Work instructions: Transcribe the listing word for word, beginning at its first line and ending at the line containing "Target: shrub"; omit the pictures.

Material provided:
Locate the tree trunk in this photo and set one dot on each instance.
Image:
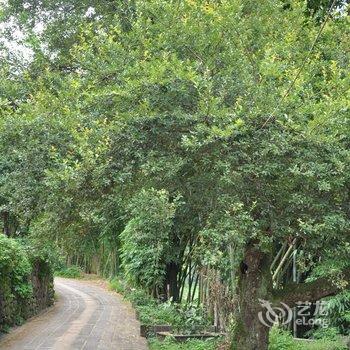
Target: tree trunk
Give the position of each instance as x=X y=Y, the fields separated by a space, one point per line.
x=6 y=220
x=171 y=287
x=254 y=283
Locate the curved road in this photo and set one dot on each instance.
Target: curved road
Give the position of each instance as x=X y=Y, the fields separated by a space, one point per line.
x=86 y=316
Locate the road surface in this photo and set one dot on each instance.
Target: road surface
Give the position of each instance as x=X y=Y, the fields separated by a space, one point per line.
x=85 y=316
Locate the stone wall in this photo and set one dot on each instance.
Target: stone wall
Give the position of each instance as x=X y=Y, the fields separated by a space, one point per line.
x=23 y=295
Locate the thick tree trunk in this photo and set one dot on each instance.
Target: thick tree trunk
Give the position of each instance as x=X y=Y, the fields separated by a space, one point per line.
x=171 y=288
x=254 y=283
x=6 y=220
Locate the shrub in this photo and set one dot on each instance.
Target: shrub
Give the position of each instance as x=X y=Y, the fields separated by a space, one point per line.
x=70 y=272
x=283 y=340
x=169 y=344
x=25 y=282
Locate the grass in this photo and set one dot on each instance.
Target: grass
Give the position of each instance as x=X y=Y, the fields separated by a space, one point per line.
x=283 y=340
x=152 y=312
x=70 y=272
x=169 y=344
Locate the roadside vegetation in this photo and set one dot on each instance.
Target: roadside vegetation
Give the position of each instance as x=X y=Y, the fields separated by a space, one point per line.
x=198 y=149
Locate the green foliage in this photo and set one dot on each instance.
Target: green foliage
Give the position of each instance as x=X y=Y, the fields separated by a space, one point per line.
x=146 y=239
x=70 y=272
x=15 y=269
x=21 y=271
x=185 y=318
x=283 y=340
x=170 y=132
x=169 y=344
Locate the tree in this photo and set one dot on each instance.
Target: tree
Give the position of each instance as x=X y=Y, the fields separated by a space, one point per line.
x=216 y=104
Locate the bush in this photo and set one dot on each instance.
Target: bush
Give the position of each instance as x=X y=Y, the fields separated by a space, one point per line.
x=184 y=318
x=70 y=272
x=25 y=282
x=169 y=344
x=283 y=340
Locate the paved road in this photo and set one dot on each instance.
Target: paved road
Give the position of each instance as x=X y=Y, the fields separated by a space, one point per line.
x=85 y=316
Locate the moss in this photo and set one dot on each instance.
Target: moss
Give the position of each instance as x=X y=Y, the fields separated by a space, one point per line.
x=25 y=284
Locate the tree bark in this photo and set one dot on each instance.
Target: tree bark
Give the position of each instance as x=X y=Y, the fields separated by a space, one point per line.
x=171 y=287
x=6 y=221
x=254 y=283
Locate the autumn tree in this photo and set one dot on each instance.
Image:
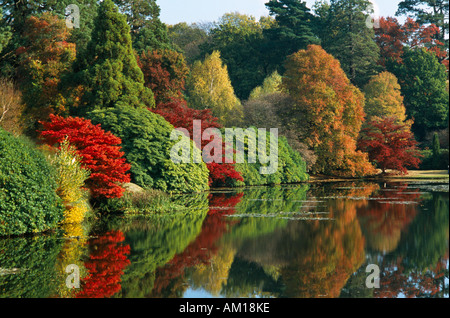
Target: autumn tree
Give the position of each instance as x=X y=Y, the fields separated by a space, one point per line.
x=188 y=38
x=390 y=145
x=100 y=153
x=107 y=74
x=384 y=98
x=345 y=35
x=5 y=32
x=11 y=107
x=392 y=38
x=165 y=73
x=328 y=111
x=423 y=83
x=428 y=12
x=270 y=85
x=44 y=58
x=291 y=32
x=209 y=87
x=244 y=48
x=18 y=12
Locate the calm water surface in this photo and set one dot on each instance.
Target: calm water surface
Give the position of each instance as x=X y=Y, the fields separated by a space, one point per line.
x=301 y=241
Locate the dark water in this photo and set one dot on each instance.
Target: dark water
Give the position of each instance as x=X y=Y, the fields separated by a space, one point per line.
x=300 y=241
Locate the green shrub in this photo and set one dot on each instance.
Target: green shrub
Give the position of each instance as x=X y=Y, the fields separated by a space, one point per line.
x=147 y=145
x=291 y=167
x=28 y=199
x=430 y=162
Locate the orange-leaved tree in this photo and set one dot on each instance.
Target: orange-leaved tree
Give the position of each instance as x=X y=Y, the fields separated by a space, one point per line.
x=46 y=55
x=390 y=144
x=328 y=112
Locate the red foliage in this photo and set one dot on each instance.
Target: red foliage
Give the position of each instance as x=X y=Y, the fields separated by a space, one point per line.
x=108 y=259
x=391 y=38
x=391 y=145
x=179 y=115
x=99 y=150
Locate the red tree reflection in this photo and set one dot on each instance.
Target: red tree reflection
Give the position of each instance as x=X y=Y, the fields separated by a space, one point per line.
x=387 y=215
x=202 y=249
x=396 y=282
x=108 y=259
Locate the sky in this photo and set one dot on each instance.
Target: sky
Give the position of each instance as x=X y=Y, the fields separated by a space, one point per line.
x=190 y=11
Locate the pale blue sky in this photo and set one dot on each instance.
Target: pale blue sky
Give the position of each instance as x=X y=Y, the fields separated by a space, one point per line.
x=175 y=11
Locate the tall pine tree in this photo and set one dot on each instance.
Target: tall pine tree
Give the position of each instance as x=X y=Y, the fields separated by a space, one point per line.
x=292 y=31
x=108 y=73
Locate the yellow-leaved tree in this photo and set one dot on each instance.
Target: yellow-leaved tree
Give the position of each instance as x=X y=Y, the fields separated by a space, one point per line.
x=328 y=112
x=209 y=87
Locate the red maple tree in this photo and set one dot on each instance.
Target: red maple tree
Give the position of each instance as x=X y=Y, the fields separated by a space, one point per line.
x=389 y=144
x=99 y=151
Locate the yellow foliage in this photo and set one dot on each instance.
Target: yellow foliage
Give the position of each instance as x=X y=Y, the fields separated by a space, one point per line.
x=209 y=86
x=70 y=179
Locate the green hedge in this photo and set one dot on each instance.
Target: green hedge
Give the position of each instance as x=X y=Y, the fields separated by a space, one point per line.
x=147 y=145
x=430 y=163
x=28 y=200
x=291 y=166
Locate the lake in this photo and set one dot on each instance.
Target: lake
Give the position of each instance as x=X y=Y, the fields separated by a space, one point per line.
x=310 y=240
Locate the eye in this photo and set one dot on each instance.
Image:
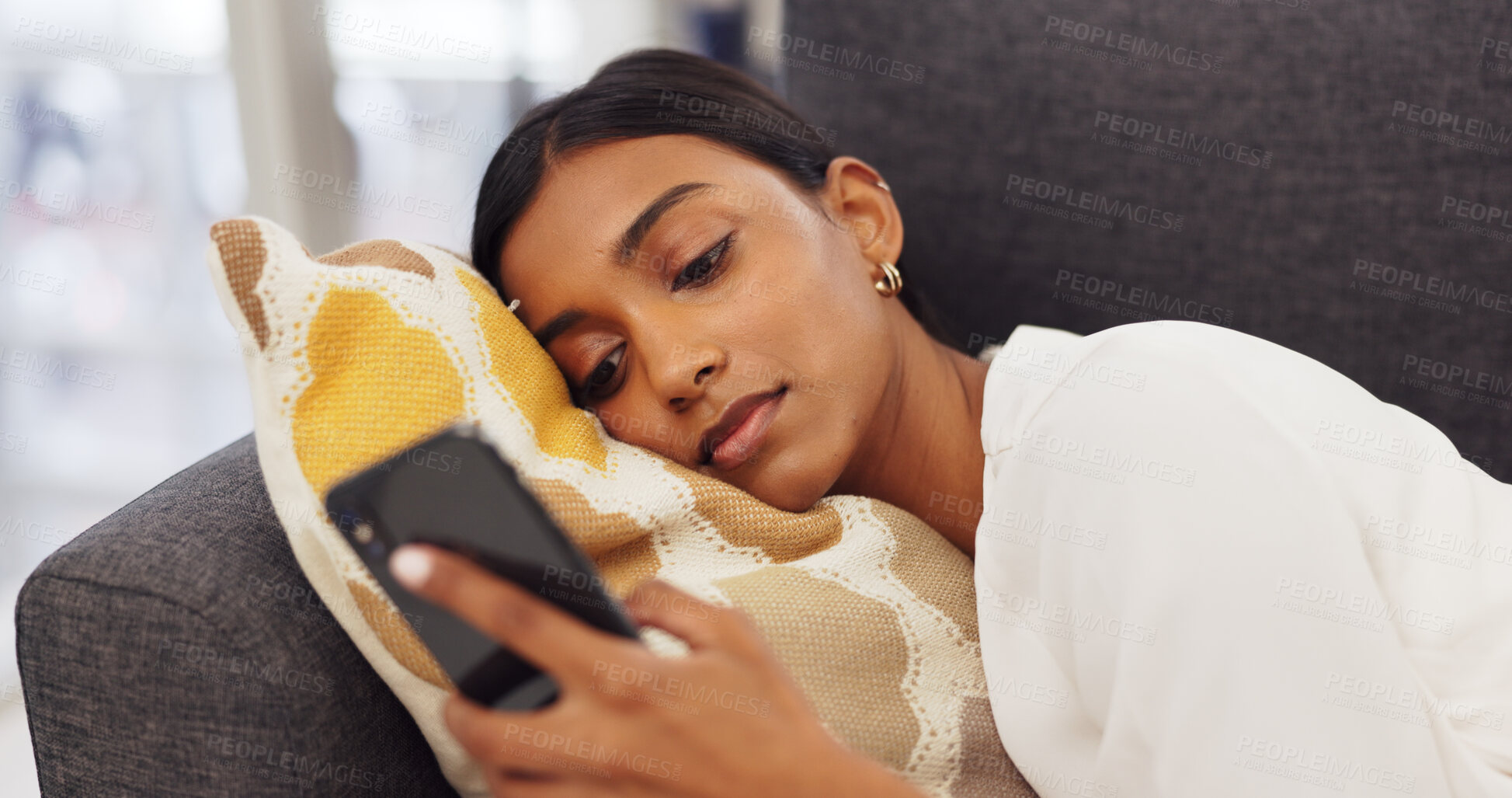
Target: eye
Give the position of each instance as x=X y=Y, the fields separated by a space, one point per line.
x=705 y=267
x=602 y=376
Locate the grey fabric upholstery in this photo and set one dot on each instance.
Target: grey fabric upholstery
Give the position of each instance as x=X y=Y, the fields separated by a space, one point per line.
x=1314 y=87
x=1312 y=82
x=176 y=649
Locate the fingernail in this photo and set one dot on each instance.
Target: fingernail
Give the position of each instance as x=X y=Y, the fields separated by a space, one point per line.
x=410 y=566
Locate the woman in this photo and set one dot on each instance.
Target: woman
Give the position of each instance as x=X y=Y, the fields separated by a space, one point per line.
x=1175 y=526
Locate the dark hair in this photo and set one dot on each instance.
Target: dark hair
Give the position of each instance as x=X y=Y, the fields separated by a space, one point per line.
x=627 y=99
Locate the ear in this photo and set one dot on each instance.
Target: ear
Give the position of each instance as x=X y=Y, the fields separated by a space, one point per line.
x=864 y=207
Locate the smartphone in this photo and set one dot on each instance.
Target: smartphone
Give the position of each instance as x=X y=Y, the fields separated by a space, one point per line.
x=454 y=491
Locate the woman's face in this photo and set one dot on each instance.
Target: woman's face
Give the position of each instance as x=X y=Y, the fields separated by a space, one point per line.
x=678 y=284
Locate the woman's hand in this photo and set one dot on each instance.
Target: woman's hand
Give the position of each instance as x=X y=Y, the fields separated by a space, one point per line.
x=723 y=721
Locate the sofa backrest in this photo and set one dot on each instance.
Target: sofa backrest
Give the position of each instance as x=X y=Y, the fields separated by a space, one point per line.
x=1336 y=177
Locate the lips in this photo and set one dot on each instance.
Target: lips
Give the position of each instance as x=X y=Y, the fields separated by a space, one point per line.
x=740 y=429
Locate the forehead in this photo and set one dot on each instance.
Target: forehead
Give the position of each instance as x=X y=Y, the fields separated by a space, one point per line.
x=589 y=199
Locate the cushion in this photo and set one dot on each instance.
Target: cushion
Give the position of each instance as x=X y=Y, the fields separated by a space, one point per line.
x=357 y=354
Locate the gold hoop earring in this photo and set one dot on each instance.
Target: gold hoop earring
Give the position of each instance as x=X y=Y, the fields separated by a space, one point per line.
x=891 y=281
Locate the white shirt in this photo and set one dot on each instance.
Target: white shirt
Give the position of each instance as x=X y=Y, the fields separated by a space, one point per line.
x=1208 y=565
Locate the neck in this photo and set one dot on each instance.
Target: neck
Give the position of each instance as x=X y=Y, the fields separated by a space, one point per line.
x=923 y=451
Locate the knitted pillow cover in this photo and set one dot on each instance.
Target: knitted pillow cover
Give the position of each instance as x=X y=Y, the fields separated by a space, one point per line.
x=357 y=354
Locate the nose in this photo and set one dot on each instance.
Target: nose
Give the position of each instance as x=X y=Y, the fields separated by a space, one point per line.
x=684 y=373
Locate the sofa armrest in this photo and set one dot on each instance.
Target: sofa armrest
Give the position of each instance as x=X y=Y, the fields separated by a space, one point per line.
x=176 y=649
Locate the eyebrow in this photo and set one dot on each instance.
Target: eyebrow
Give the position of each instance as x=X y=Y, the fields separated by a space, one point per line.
x=629 y=242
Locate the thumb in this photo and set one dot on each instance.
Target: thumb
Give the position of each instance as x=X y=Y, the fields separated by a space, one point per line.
x=656 y=603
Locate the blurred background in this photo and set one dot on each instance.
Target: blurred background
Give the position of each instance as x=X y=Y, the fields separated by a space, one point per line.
x=129 y=126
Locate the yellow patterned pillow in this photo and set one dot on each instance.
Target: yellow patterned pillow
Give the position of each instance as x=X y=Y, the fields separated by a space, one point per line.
x=354 y=354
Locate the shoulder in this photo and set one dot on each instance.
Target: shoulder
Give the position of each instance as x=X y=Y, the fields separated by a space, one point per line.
x=1178 y=370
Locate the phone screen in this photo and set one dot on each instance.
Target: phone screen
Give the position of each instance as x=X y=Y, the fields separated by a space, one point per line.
x=454 y=491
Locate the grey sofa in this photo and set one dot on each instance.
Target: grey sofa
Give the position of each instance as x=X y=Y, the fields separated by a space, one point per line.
x=176 y=649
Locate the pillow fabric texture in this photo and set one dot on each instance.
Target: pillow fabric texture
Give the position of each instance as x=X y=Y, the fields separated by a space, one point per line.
x=359 y=354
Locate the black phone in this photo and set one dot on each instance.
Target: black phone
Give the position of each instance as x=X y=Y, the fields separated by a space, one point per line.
x=454 y=491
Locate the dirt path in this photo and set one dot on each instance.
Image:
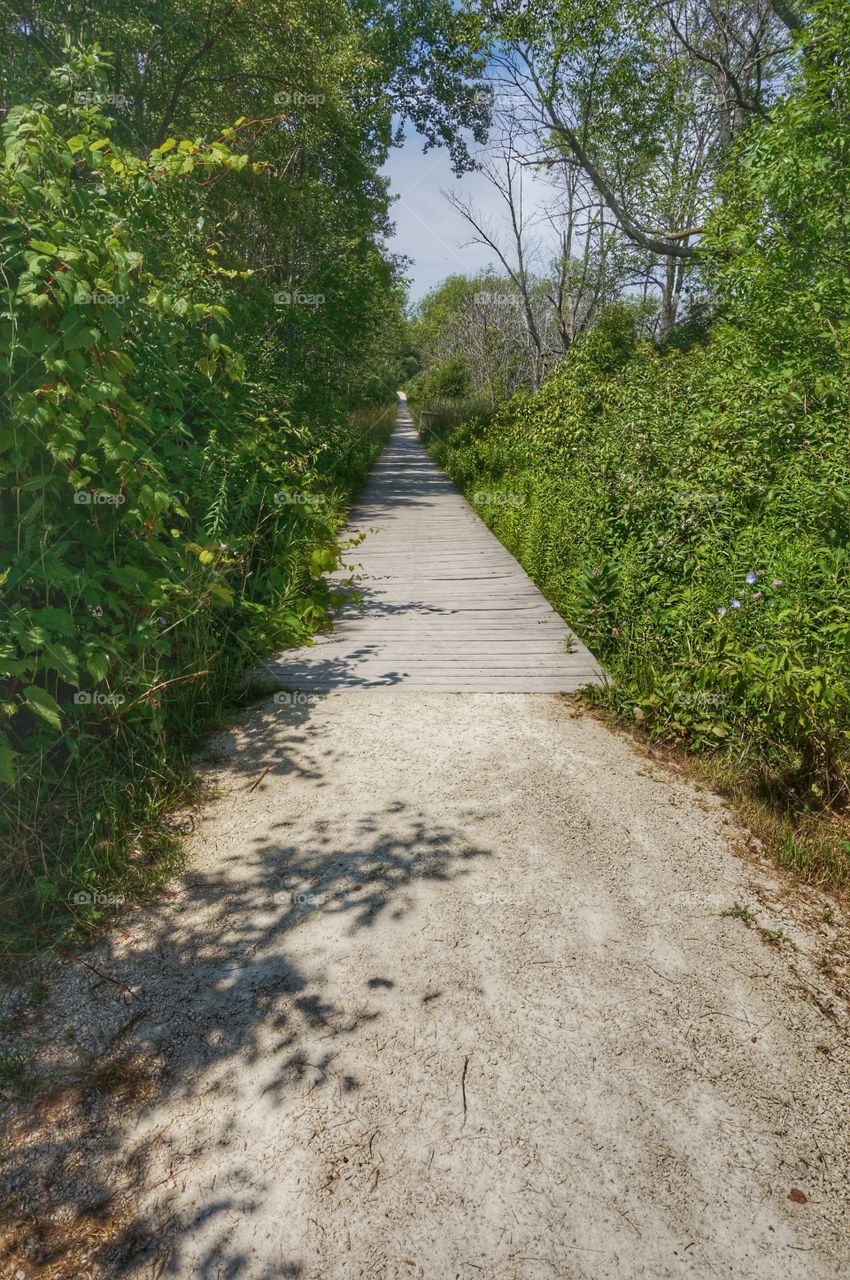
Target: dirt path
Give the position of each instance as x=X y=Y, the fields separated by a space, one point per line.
x=510 y=1031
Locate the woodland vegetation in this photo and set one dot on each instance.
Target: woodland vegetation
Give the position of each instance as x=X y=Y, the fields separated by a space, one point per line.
x=665 y=398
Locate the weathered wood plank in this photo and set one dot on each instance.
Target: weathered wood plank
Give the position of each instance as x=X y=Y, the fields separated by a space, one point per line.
x=443 y=606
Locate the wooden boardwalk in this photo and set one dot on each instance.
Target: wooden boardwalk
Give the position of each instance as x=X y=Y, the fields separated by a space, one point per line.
x=444 y=607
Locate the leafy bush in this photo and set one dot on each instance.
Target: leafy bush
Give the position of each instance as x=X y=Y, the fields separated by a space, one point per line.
x=165 y=520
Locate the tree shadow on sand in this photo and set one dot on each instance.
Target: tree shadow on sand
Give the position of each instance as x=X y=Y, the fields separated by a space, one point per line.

Task output:
Locate the tree trunk in this photo and set one dot on each instance.
Image:
Target: tree trunk
Give the position of each instance as x=X y=Y, the fields separated by a space, one point per line.
x=6 y=220
x=171 y=287
x=254 y=283
Locate the curved road in this photo and set one dot on each instance.
Target: curved road
Give the position of each instance as x=X y=Y, the fields separated by a space, one point per line.
x=86 y=316
Locate the road surface in this photo and set one dot on each instance.
Target: road surface
Give the position of each instance as x=X y=Y, the fields separated by a space, one point per line.
x=85 y=316
Locate the stone wall in this photo and set one dot on each instance.
Target: stone wall
Give the position of each instance as x=X y=Y, the fields separated by a space, one point per line.
x=23 y=295
Locate the thick tree trunk in this photo and set one dot on each instance.
Target: thick tree trunk
Give the position of each instance as x=X y=Y, the fields separated by a space, one point per line.
x=171 y=288
x=254 y=283
x=6 y=220
Locate the shrub in this photo and set one dot on each instance.
Target: shrub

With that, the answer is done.